[A run of records]
********

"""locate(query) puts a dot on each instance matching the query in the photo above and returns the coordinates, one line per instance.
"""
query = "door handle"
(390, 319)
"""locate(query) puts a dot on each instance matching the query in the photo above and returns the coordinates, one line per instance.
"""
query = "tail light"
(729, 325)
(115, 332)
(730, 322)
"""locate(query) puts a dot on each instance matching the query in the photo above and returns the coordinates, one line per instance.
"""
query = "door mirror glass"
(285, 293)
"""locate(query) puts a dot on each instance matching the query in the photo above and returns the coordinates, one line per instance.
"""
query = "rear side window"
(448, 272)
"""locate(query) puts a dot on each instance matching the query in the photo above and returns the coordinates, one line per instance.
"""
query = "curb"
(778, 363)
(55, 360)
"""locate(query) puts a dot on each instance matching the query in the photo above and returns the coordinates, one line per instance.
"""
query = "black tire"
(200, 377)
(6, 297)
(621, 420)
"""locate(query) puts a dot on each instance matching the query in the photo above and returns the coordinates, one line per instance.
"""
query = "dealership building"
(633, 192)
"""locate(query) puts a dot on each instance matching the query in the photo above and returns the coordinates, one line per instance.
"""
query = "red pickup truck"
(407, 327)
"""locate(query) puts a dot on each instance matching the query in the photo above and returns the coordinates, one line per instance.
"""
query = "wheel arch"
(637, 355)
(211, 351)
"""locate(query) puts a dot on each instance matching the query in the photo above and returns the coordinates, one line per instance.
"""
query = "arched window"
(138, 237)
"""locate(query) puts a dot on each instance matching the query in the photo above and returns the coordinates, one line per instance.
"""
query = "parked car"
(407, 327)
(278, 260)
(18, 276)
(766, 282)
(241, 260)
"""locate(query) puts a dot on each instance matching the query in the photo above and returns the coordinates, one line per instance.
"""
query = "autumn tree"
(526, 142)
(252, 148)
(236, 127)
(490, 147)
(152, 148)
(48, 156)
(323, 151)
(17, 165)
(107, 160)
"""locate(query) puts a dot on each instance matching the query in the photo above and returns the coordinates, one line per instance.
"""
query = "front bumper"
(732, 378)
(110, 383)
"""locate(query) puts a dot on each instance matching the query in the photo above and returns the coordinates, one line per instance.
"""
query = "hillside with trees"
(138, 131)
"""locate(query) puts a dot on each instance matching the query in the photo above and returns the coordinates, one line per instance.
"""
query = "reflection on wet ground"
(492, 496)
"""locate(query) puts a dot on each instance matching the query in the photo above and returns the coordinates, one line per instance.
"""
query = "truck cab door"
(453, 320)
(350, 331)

********

Problem details:
Filter the records above, keeping only the lines that contain the string "window", and copy each one unchanged.

Solution for this exercise:
query = "rear side window"
query = "arched window"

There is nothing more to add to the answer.